• Task to complete
Copy the data below line for line, with no changes of any kind.

Excerpts of pointing data:
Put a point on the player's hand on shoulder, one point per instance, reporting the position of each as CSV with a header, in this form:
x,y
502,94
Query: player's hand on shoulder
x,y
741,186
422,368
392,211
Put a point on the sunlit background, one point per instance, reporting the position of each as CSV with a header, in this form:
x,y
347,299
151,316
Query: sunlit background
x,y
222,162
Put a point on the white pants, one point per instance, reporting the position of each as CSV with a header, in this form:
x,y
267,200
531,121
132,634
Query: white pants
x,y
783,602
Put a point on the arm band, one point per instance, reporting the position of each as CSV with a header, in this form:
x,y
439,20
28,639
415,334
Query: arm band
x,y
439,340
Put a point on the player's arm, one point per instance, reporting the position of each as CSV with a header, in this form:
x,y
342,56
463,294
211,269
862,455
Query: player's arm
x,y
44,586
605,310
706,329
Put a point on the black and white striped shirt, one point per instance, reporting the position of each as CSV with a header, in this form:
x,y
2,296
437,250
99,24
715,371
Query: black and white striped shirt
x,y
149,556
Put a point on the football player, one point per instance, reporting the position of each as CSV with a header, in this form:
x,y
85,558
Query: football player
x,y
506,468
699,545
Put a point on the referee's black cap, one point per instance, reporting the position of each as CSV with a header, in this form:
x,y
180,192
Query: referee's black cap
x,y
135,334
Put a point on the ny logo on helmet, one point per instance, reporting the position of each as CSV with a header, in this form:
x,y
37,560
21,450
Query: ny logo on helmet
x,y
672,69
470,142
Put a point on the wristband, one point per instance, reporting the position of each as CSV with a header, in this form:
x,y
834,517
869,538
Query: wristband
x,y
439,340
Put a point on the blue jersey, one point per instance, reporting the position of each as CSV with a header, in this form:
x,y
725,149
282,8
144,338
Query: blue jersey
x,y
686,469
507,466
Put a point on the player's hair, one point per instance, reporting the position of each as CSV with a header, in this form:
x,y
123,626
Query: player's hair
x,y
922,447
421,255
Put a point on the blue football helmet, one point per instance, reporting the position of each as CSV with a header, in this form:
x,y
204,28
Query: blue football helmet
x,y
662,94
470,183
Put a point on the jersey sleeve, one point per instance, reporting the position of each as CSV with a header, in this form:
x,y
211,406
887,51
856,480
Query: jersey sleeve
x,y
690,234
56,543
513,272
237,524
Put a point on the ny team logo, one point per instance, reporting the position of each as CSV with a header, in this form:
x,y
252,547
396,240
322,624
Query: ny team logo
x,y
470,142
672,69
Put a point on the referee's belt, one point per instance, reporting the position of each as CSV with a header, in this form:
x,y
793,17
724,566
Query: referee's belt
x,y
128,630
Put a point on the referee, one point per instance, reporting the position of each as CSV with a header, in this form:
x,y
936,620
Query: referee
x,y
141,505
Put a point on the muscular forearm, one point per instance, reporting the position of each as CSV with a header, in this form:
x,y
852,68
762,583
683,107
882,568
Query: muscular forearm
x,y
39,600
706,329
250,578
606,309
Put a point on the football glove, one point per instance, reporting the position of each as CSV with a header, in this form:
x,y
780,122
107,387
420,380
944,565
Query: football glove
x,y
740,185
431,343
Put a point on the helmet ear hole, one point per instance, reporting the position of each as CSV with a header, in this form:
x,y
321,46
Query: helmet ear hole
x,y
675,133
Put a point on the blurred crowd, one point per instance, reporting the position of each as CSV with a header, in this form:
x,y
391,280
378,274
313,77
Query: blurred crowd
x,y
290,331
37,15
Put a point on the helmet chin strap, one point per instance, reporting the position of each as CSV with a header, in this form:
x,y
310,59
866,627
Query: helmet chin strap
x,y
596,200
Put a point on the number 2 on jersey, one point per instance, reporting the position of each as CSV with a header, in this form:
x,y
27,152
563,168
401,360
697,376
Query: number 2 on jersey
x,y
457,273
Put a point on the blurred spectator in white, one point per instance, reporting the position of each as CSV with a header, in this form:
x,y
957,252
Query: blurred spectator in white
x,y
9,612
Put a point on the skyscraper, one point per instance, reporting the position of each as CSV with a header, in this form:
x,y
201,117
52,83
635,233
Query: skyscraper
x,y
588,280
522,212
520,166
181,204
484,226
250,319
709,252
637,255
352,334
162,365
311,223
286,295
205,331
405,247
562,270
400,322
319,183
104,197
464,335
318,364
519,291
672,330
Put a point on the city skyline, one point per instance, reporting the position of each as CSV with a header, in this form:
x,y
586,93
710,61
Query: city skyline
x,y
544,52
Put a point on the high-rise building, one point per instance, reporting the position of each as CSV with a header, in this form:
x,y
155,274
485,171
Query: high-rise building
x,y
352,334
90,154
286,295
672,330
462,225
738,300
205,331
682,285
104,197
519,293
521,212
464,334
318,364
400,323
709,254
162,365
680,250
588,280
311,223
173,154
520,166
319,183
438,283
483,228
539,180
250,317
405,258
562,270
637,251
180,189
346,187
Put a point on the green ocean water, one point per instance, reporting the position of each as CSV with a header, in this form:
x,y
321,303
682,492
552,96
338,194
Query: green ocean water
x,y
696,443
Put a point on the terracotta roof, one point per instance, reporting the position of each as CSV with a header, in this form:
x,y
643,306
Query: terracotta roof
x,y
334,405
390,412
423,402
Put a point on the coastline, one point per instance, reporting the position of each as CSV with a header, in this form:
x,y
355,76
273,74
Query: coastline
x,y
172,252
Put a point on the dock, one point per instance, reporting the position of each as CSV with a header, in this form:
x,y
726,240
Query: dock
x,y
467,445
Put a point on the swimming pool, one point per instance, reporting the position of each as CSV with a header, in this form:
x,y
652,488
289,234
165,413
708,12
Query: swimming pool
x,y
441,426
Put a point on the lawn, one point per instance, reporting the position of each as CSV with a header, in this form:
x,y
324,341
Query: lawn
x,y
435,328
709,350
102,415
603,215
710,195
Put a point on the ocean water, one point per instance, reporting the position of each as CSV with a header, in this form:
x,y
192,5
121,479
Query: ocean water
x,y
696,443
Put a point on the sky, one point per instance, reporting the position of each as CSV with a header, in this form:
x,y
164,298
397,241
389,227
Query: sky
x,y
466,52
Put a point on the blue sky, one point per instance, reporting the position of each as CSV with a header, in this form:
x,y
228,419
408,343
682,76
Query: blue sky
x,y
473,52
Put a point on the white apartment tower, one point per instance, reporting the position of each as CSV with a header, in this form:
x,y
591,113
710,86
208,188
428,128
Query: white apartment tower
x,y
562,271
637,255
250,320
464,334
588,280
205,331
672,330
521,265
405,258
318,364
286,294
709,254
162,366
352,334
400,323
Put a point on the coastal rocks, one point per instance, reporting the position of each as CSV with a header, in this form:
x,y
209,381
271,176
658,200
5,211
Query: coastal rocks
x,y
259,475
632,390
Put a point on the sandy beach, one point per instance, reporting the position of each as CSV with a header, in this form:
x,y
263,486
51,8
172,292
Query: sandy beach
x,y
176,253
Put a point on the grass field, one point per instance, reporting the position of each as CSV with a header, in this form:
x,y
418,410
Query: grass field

• Completed task
Put a point on the player's hand on shoulder, one point per instance, reporting the position of each as CSV with a header, in this form:
x,y
502,94
Query: player's hand on shoulder
x,y
741,186
422,368
392,211
Put a point on the sunlit background, one point per instance, reporting the position of each as CSV with a header, in this form:
x,y
347,299
151,316
Query: sunlit background
x,y
222,162
Put a point on the white pants, one point per instance, reporting the position of each as CSV with a header, in this form:
x,y
267,200
531,121
132,634
Query: white pants
x,y
783,602
Put a point on the arm band, one point per instance, reporting the position of each as CSV with a header, in this form:
x,y
439,20
28,639
415,334
Query: arm band
x,y
439,340
Put a point on the player's arm, one point per instance, reporting the position of each as CSV with a header, in this form:
x,y
342,56
463,294
211,269
862,455
Query: player's arm
x,y
44,586
605,310
706,329
Put a point on the black and white striped shirt, one point per instance, reporting the position of each as CSV with a header, in this form:
x,y
2,296
437,250
99,24
715,371
Query: black and white striped shirt
x,y
149,556
Put a point on the football player, one point per instance, reporting the position of each as CSV with a header, in this form:
x,y
85,558
Query: football player
x,y
506,468
699,545
Put a point on the referee's black cap, one point per instance, reporting the position of each as CSV with a header, in this form:
x,y
180,192
Query: referee's black cap
x,y
135,334
Put a point on the ny logo on helmet, one point per instance, reporting the position of each as CSV with a header, in this form:
x,y
37,560
21,450
Query: ny logo on helmet
x,y
672,69
470,142
Put a point on the wristband, one point per instance, reporting the position of each as CSV with a header, in this form:
x,y
834,517
869,538
Query: wristband
x,y
439,340
Put a point on the blue jersey, one point per instance, reporting the position of each as CSV with a header, in this form:
x,y
725,149
282,8
144,338
Query: blue jersey
x,y
686,469
507,466
Put a point on the player's hair, one point per instance, reporting the position of each as CSV with a header, in this form:
x,y
123,626
Query: player's hair
x,y
922,447
421,255
Put a point on the blue football helmet, one point per instance, reporting the position of each as CSV with a header, in this form:
x,y
204,28
Query: blue football helmet
x,y
662,94
470,183
Put a point on the jersey sleeve, one point per instance, reporting the position of each as CSV with a header, in this form:
x,y
211,406
887,51
856,480
Query: jersey sleeve
x,y
690,234
56,543
513,272
237,524
Put a point on the ny team logo, one point per instance, reporting the position of each as CSV with a header, in this form:
x,y
252,547
396,240
322,624
Query: ny team logo
x,y
470,142
672,69
Put a point on the referee's belt, one point per instance, reporting the position of each as CSV with a header, in this form:
x,y
793,17
724,566
Query: referee's belt
x,y
128,630
Put a point on the referee, one point per instance, reporting the position of each as CSV with a header, in this form:
x,y
936,620
Query: referee
x,y
141,505
Put a point on the muscular forearm, one point per instance, reporting the position of each as CSV with a header, in this form:
x,y
852,68
762,583
683,107
882,568
Query: muscular forearm
x,y
39,600
706,329
250,578
606,309
Put a point on the football glove, one point per instance, reporting the position of each as CSV with a header, in this form:
x,y
780,122
107,387
420,380
944,565
Query: football glove
x,y
740,185
431,343
Put a point on the helmet ear hole, one point per instance, reporting the position of each as CSV with a header, in this form:
x,y
321,46
Query: helmet ear hole
x,y
675,133
Put a point on the blurred crowd, one point per instance, reporting the position of each as CSV with a header, in this form:
x,y
391,280
378,274
313,77
Query: blurred crowd
x,y
290,331
37,15
Put a point on the helmet chin strap, one point per instance, reporting the position of each as CSV with a header, in this form:
x,y
310,59
866,627
Query: helmet chin strap
x,y
596,200
Put a point on the number 2 on jersey, one point per instance, reporting the position of each as CSV with a header, in this form:
x,y
27,152
563,168
401,360
697,376
Query: number 2 on jersey
x,y
457,273
Put a point on the blurred spectator in white, one point per instance, reporting the position of each as CSV with a header, in this form:
x,y
957,252
Query: blurred spectator in white
x,y
9,612
Put a point on the skyscraper, one point per instance, reporting the position of each as CSV with a header, in this form:
x,y
201,117
52,83
635,233
Query: skyscraper
x,y
588,280
522,212
520,166
181,204
484,226
250,319
709,252
637,255
352,334
162,365
311,223
286,295
205,331
405,247
562,270
400,322
319,183
104,197
464,335
318,364
519,291
672,330
Put a point on the city skyline, one point per instance, reporting the position of each as CSV with a header, in this form:
x,y
586,93
710,61
Query: city skyline
x,y
544,52
Put a point on the high-rise building, one point per instance, reporting the position of each as CSV with a header, in this form:
x,y
155,274
485,171
Query: high-rise building
x,y
352,334
90,154
286,295
672,330
462,225
738,300
205,331
682,285
104,197
519,293
521,212
464,334
318,364
400,323
709,254
162,365
680,250
588,280
311,223
173,154
520,166
319,183
438,283
483,228
539,180
250,317
405,258
562,270
637,251
180,189
346,187
Put a point on the green ocean water, one point per instance, reporting the position of each as CSV with a header, in this form:
x,y
321,303
682,492
552,96
338,194
Query: green ocean water
x,y
696,443
Put a point on the terracotta roof, one point per instance, reporting the position of each as CSV with a header, in this form:
x,y
643,306
Query: terracotta roof
x,y
334,405
390,412
423,402
Put a point on the coastline, one point per instance, reporting the position of each as CSV with a header, in this form:
x,y
355,76
273,74
Query: coastline
x,y
172,252
Put a point on the dock, one point per instance, reporting the position of each as CSV with a header, in this form:
x,y
726,240
Query: dock
x,y
467,445
Put a point on the swimming pool, one point per instance, reporting the position of each as CSV with a header, in this form:
x,y
652,488
289,234
165,413
708,12
Query: swimming pool
x,y
441,426
Put a point on the lawn, one point per instance, reporting the position of each as CSV with a header, in this form:
x,y
324,341
Query: lawn
x,y
435,328
709,350
102,415
603,215
710,195
Put a point on the ocean water, one point per instance, reporting the position of each as CSV with a header, in this form:
x,y
192,5
121,479
Query: ocean water
x,y
696,443
Put a point on the sky, one point per instance, reporting the position of each as CSV with a header, in this form:
x,y
164,298
397,241
389,227
Query: sky
x,y
466,52
Put a point on the blue sky, one point per instance, reporting the position of each as CSV with a header, in this form:
x,y
228,419
408,343
682,76
Query: blue sky
x,y
473,52
Put a point on the white apartment tower, one point per instance, reporting the position of each as CSV with a header, in this form:
x,y
591,113
710,86
208,188
428,128
Query: white apartment tower
x,y
562,271
637,255
250,320
464,334
588,280
205,331
672,330
521,265
405,258
318,364
286,294
709,254
162,366
352,334
400,323
Put a point on the coastal rocks, one point per instance, reporting the position of each as CSV with a header, in this form:
x,y
209,381
271,176
658,200
5,211
Query: coastal rocks
x,y
259,475
632,390
Put a point on the sandy beach, one point per instance, reporting the position of each as CSV with a header, in this form:
x,y
263,486
51,8
172,292
Query: sandy beach
x,y
176,253
Put a point on the grass field, one point per instance, reporting the position of each as CSV with a header, in this form:
x,y
418,410
Query: grass field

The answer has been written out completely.